======== EXTRACT PROVIDED

Recession in US a receding phenomenon - GulfToday

Recession in US a receding phenomenon

Shoppers buy different items at a mall in New York.

Shoppers buy different items at a mall in New York.

With the US Federal Reserve continuously upping the interest rate for the past year and more to fight inflation, it was feared that the higher interest rates will have the negative impact on economic growth, and there have been predictions of a recession in the American economy. But recession has not been happening.

The unemployment rate has been at 3.5 per cent in July, and the growth rate has been positive in the last two quarters at 3.2 per cent in Q3, 2.6 per cent in Q4 of 2022, and 2 per cent in Q1 and 2.4 in Q2 of 2023. An Atlanta Fed GDP forecast says that for July-September quarter the growth will be 5 per cent. It is now the turn of the economists and other forecasters to review their predictions about recession. Fed Reserve chairman Jeremy Powell said after last month’s policy meeting, “The staff now has a noticeable slowdown in growth starting later this year in the forecast, but given the resilience of the economy recently, they are no longer forecasting a recession.” The resilience of the economy has mainly risen from the consumer spending and private sector continuing to borrow and invest.

Michael Gappen, chief economist of Bank of America who had predicted a mild recession in the American economy last year had to revise his view, and he said, “Incoming data has made us reassess our prior view. We revise our outlook in favour of a ‘soft landing’ where growth falls below trend in 2024, but remains positive throughout.” There is no doubt that inflation really became infectious after the Covid-19 pandemic, and the Fed Reserve felt duty-bound to increase interest rates because Powell felt that inflation was the greater danger than economic slowdown. There has been a slowdown in the American economy but it is not certain whether it is due to the Fed Reserve’s policy of raising interest rates.

================
======== RECORD SET

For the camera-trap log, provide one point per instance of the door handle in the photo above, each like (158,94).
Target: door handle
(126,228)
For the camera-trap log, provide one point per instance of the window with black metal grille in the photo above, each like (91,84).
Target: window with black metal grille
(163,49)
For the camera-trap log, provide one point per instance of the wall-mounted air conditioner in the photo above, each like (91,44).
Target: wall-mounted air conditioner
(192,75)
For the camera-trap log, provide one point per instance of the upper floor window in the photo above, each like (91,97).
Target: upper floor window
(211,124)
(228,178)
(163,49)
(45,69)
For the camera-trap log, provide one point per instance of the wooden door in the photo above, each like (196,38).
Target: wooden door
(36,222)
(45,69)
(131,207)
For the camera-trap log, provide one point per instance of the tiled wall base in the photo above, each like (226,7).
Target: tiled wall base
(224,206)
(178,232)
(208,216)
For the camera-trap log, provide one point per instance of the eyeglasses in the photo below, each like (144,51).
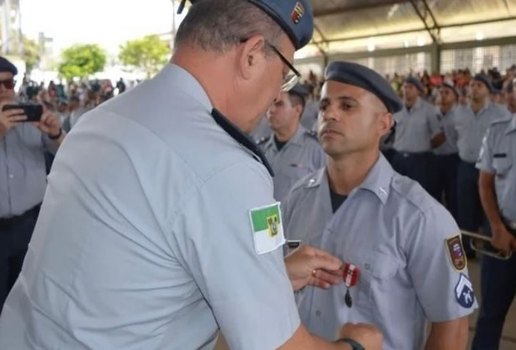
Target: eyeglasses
(292,78)
(8,84)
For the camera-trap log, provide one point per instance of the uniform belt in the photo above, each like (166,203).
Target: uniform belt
(6,223)
(511,225)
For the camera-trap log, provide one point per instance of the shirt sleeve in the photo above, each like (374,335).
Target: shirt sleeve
(250,293)
(485,158)
(439,274)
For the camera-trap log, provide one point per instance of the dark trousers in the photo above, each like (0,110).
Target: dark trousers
(444,181)
(498,288)
(414,165)
(471,215)
(15,235)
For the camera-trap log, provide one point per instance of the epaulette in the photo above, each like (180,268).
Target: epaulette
(263,140)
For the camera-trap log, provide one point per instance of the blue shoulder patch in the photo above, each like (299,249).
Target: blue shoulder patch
(464,292)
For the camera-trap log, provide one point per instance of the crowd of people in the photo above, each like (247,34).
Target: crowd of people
(339,227)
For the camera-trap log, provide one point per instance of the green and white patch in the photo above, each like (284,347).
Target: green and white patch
(267,227)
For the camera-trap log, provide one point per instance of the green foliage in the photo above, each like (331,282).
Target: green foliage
(149,54)
(81,61)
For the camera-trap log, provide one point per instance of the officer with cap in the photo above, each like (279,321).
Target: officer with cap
(159,223)
(417,133)
(22,176)
(446,158)
(497,187)
(403,260)
(292,150)
(472,121)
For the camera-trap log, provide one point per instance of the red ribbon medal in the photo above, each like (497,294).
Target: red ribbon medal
(350,275)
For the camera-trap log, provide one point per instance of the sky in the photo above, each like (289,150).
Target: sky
(108,23)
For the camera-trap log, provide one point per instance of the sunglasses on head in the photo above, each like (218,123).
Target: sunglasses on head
(8,84)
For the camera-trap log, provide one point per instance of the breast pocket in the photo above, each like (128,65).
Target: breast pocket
(379,272)
(502,166)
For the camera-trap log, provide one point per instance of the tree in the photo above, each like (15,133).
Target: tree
(148,54)
(31,54)
(81,61)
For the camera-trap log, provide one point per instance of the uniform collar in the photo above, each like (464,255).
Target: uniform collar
(378,179)
(482,110)
(512,125)
(296,139)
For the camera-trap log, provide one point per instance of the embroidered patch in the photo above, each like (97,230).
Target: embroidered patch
(464,292)
(267,228)
(456,253)
(297,13)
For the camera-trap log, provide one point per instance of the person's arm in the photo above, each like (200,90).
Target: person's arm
(367,336)
(311,266)
(502,239)
(449,335)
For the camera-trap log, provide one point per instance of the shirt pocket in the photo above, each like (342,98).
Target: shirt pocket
(502,166)
(378,275)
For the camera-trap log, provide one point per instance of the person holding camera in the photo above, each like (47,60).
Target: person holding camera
(159,226)
(22,173)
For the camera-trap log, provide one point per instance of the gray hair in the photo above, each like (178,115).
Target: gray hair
(217,25)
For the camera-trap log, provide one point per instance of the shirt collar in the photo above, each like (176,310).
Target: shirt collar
(378,179)
(512,125)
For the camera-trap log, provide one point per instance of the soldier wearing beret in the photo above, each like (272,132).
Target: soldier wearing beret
(159,224)
(22,176)
(292,150)
(404,264)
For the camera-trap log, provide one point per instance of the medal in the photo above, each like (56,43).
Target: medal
(350,275)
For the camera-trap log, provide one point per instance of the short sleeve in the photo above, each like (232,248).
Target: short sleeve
(250,293)
(485,158)
(438,273)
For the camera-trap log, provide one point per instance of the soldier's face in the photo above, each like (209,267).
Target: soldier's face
(351,120)
(282,114)
(478,90)
(447,96)
(410,91)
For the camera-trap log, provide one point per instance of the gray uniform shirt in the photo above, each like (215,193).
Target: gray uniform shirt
(300,156)
(472,127)
(498,157)
(144,240)
(396,234)
(22,169)
(447,122)
(416,128)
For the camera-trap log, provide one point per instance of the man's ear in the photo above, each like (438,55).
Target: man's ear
(386,122)
(251,55)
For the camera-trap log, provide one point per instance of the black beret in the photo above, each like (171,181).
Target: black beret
(416,82)
(7,66)
(367,79)
(485,80)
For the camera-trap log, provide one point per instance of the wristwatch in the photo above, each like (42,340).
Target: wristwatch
(354,345)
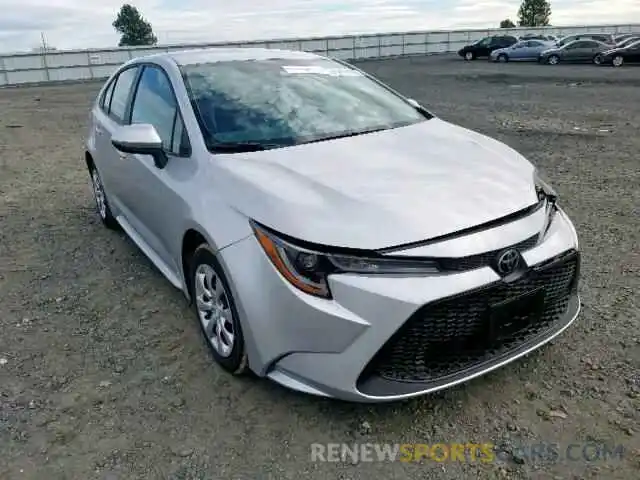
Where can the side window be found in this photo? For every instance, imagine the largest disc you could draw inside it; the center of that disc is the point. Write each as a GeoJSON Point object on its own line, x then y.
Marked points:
{"type": "Point", "coordinates": [121, 93]}
{"type": "Point", "coordinates": [155, 103]}
{"type": "Point", "coordinates": [105, 100]}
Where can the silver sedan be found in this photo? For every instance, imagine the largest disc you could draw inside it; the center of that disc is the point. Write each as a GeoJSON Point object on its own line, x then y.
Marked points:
{"type": "Point", "coordinates": [329, 233]}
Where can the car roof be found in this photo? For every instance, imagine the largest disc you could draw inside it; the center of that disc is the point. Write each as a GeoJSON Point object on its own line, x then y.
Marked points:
{"type": "Point", "coordinates": [221, 54]}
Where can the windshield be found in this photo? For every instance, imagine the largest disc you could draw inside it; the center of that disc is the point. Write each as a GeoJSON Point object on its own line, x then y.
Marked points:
{"type": "Point", "coordinates": [275, 103]}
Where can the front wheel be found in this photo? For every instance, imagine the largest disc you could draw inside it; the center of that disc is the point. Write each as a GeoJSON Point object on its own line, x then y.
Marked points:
{"type": "Point", "coordinates": [618, 61]}
{"type": "Point", "coordinates": [216, 311]}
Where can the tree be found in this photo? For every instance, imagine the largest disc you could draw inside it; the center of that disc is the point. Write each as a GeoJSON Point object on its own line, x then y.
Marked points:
{"type": "Point", "coordinates": [135, 30]}
{"type": "Point", "coordinates": [507, 23]}
{"type": "Point", "coordinates": [534, 13]}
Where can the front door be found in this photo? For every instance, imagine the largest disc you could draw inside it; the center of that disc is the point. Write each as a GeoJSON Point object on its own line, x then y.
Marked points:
{"type": "Point", "coordinates": [152, 193]}
{"type": "Point", "coordinates": [111, 115]}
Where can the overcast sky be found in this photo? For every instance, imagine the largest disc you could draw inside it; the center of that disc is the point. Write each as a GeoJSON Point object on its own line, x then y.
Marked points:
{"type": "Point", "coordinates": [87, 23]}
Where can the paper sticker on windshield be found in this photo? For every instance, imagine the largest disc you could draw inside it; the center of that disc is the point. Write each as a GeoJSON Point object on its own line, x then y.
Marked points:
{"type": "Point", "coordinates": [318, 70]}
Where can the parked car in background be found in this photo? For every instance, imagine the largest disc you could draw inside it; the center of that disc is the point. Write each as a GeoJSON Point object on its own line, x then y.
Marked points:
{"type": "Point", "coordinates": [579, 51]}
{"type": "Point", "coordinates": [484, 46]}
{"type": "Point", "coordinates": [536, 36]}
{"type": "Point", "coordinates": [619, 38]}
{"type": "Point", "coordinates": [524, 51]}
{"type": "Point", "coordinates": [601, 37]}
{"type": "Point", "coordinates": [627, 41]}
{"type": "Point", "coordinates": [620, 55]}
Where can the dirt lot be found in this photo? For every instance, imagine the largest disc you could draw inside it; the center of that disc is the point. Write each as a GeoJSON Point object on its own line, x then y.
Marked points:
{"type": "Point", "coordinates": [103, 373]}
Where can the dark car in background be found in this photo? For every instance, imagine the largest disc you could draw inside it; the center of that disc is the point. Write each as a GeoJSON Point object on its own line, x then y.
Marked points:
{"type": "Point", "coordinates": [620, 55]}
{"type": "Point", "coordinates": [601, 37]}
{"type": "Point", "coordinates": [486, 45]}
{"type": "Point", "coordinates": [627, 41]}
{"type": "Point", "coordinates": [624, 36]}
{"type": "Point", "coordinates": [579, 51]}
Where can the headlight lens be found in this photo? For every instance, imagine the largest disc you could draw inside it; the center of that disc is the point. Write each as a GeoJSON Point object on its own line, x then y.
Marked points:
{"type": "Point", "coordinates": [308, 270]}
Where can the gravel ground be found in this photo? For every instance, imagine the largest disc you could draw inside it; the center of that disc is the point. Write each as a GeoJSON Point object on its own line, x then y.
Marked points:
{"type": "Point", "coordinates": [103, 373]}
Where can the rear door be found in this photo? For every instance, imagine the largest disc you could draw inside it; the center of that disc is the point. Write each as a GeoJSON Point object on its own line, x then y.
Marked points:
{"type": "Point", "coordinates": [591, 49]}
{"type": "Point", "coordinates": [576, 51]}
{"type": "Point", "coordinates": [111, 114]}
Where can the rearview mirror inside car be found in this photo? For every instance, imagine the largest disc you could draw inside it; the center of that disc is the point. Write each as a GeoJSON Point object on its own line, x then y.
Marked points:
{"type": "Point", "coordinates": [142, 139]}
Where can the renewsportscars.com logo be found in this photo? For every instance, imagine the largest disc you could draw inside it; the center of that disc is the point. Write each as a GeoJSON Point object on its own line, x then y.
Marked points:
{"type": "Point", "coordinates": [462, 452]}
{"type": "Point", "coordinates": [402, 452]}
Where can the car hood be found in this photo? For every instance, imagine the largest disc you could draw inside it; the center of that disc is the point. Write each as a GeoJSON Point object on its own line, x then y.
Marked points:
{"type": "Point", "coordinates": [381, 189]}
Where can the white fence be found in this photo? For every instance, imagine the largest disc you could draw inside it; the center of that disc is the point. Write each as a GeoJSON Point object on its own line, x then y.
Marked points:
{"type": "Point", "coordinates": [70, 65]}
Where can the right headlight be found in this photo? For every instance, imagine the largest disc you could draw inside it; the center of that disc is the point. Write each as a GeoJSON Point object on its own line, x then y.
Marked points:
{"type": "Point", "coordinates": [308, 269]}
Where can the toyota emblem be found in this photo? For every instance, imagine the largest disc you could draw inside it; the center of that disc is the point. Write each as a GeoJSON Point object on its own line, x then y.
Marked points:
{"type": "Point", "coordinates": [508, 261]}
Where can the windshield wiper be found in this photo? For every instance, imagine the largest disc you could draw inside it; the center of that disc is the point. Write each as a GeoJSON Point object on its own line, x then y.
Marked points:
{"type": "Point", "coordinates": [348, 134]}
{"type": "Point", "coordinates": [238, 147]}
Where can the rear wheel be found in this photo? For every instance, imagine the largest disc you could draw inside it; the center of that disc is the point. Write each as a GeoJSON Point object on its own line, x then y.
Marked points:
{"type": "Point", "coordinates": [216, 311]}
{"type": "Point", "coordinates": [100, 197]}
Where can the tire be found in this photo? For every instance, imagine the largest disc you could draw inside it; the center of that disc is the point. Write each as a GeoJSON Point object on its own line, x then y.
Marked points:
{"type": "Point", "coordinates": [100, 198]}
{"type": "Point", "coordinates": [215, 309]}
{"type": "Point", "coordinates": [617, 61]}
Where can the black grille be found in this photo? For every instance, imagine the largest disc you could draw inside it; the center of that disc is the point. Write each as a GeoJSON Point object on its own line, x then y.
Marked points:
{"type": "Point", "coordinates": [480, 260]}
{"type": "Point", "coordinates": [449, 336]}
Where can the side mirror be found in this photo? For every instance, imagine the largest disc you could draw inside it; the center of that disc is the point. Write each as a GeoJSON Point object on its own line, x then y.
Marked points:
{"type": "Point", "coordinates": [141, 139]}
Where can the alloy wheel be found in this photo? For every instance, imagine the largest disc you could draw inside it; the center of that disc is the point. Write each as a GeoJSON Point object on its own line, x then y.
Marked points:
{"type": "Point", "coordinates": [214, 311]}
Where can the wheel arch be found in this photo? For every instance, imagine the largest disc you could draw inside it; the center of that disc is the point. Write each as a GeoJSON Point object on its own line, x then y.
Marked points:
{"type": "Point", "coordinates": [191, 240]}
{"type": "Point", "coordinates": [88, 158]}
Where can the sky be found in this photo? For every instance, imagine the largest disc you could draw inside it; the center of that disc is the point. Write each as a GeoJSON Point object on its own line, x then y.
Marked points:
{"type": "Point", "coordinates": [87, 23]}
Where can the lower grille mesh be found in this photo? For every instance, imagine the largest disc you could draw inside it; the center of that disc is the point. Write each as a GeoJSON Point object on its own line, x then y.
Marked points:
{"type": "Point", "coordinates": [449, 336]}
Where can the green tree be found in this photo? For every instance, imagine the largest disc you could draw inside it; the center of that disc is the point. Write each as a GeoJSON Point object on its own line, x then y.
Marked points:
{"type": "Point", "coordinates": [507, 23]}
{"type": "Point", "coordinates": [534, 13]}
{"type": "Point", "coordinates": [135, 30]}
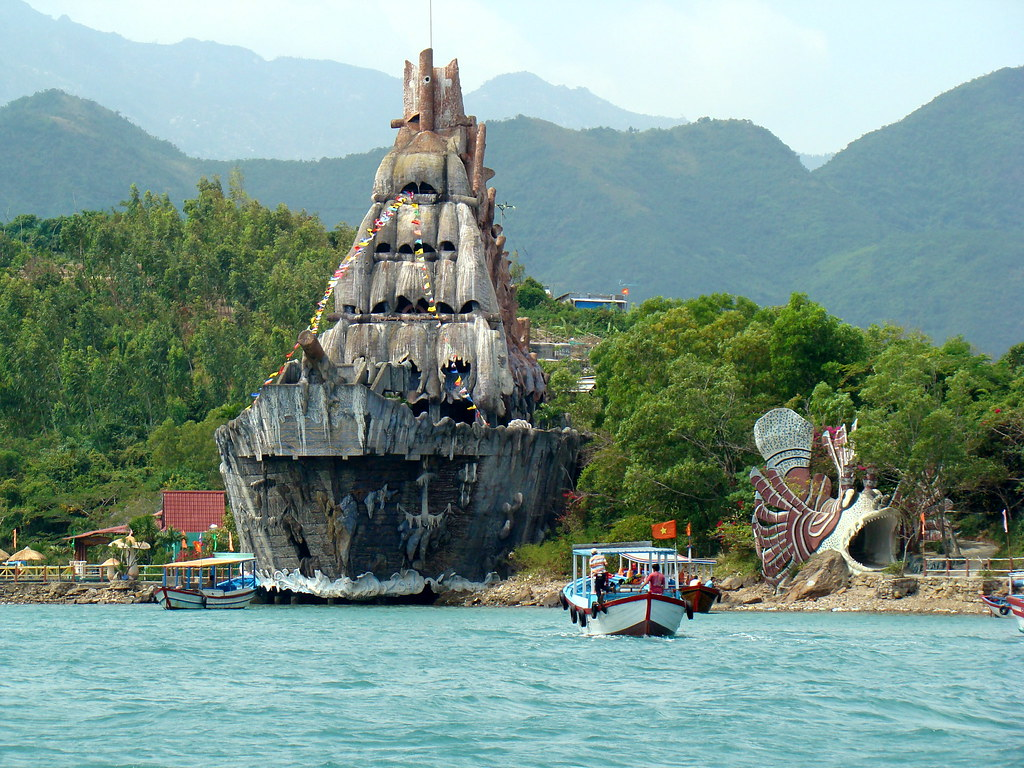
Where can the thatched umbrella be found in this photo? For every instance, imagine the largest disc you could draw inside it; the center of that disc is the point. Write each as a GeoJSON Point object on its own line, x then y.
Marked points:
{"type": "Point", "coordinates": [111, 564]}
{"type": "Point", "coordinates": [26, 554]}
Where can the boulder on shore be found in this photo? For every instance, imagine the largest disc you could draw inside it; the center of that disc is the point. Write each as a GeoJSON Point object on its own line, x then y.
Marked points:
{"type": "Point", "coordinates": [823, 573]}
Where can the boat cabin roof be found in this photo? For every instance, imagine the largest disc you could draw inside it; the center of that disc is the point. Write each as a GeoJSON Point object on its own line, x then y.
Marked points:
{"type": "Point", "coordinates": [641, 552]}
{"type": "Point", "coordinates": [645, 558]}
{"type": "Point", "coordinates": [207, 561]}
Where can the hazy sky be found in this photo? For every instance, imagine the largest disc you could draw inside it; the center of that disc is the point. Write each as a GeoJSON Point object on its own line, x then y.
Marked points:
{"type": "Point", "coordinates": [817, 73]}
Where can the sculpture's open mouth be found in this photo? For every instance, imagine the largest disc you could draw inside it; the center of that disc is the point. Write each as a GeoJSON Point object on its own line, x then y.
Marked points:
{"type": "Point", "coordinates": [871, 545]}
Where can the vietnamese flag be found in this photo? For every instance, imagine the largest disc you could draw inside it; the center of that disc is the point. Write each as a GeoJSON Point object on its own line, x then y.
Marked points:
{"type": "Point", "coordinates": [664, 529]}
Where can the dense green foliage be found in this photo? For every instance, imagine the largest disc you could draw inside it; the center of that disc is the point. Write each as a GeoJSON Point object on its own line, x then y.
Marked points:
{"type": "Point", "coordinates": [678, 392]}
{"type": "Point", "coordinates": [918, 223]}
{"type": "Point", "coordinates": [127, 337]}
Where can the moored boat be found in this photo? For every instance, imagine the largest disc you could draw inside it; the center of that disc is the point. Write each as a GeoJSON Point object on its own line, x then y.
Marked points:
{"type": "Point", "coordinates": [1016, 597]}
{"type": "Point", "coordinates": [996, 605]}
{"type": "Point", "coordinates": [219, 582]}
{"type": "Point", "coordinates": [628, 607]}
{"type": "Point", "coordinates": [695, 577]}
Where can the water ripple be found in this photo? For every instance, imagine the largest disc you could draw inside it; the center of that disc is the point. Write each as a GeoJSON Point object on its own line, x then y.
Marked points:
{"type": "Point", "coordinates": [331, 686]}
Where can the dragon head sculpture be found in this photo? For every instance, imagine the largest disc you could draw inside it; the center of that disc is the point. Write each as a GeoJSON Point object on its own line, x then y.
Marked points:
{"type": "Point", "coordinates": [796, 515]}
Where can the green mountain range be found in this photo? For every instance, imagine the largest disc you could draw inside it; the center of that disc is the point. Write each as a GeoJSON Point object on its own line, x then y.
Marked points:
{"type": "Point", "coordinates": [222, 101]}
{"type": "Point", "coordinates": [919, 223]}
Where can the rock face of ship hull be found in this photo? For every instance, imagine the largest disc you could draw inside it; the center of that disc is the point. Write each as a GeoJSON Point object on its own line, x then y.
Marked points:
{"type": "Point", "coordinates": [342, 493]}
{"type": "Point", "coordinates": [396, 454]}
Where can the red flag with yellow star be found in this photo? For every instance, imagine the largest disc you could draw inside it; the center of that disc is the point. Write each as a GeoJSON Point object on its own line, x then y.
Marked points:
{"type": "Point", "coordinates": [664, 529]}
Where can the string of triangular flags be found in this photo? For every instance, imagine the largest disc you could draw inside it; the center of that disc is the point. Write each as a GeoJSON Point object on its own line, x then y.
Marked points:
{"type": "Point", "coordinates": [357, 250]}
{"type": "Point", "coordinates": [463, 392]}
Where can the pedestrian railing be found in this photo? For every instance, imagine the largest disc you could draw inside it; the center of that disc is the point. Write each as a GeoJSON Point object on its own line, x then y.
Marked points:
{"type": "Point", "coordinates": [74, 571]}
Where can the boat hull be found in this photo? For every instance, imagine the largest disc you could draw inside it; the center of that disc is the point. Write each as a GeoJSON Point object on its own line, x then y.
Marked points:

================

- [SET OF TASKS]:
a. Check each statement below against the article on the US recession outlook. Answer yes or no for each, and quote the deciding words of the article. (i) The unemployment rate was 3.5 per cent in July. (ii) Michael Gappen held to his earlier prediction of a mild recession. (iii) The article says the slowdown is definitely caused by the Fed Reserve's interest rate increases.
b. Resume the article on the US recession outlook, picking up after its final sentence.

- [TASK RESULTS]:
a.
(i) Yes: "The unemployment rate has been at 3.5 per cent in July"
(ii) No: "had predicted a mild recession in the American economy last year had to revise his view"
(iii) No: "it is not certain whether it is due to the Fed Reserve’s policy of raising interest rates."

b.
A slowdown in the American economy is not good news for the global economy even as a tumbling Chinese economy is bad. The top two economies struggling to revive growth is a strange coincidence, and it has meant that the global economic growth rate would remain modest. There is of course the success story of emergent economies like the UAE, Saudi Arabia and India clocking healthy rates of growth in the midst of global economic doom. But the emergent economies doing well is not sufficient for the upturn of the global economy. It needs both the US and China to fare better. The European Union (EU) is struggling as well. And the ASEAN (Association of South-East Asian Nations) economies have been stuttering as well.

It appears that the economic impact of the Covid-19 pandemic remains to be assessed and quantified. Part of the argument to explain inflation in the US and in Europe has been that the governments went into overdrive to keep the incomes of the citizens above water, and this has led to the consequent inflation.

It is not a fully convincing argument because the incomes that the governments kept giving to the citizens was to keep the economy going when there was an industrial lockdown and industrial production fell. The problem was that the industrial turnaround did not happen as vigorously as it was expected to, and this has led to the slowdown.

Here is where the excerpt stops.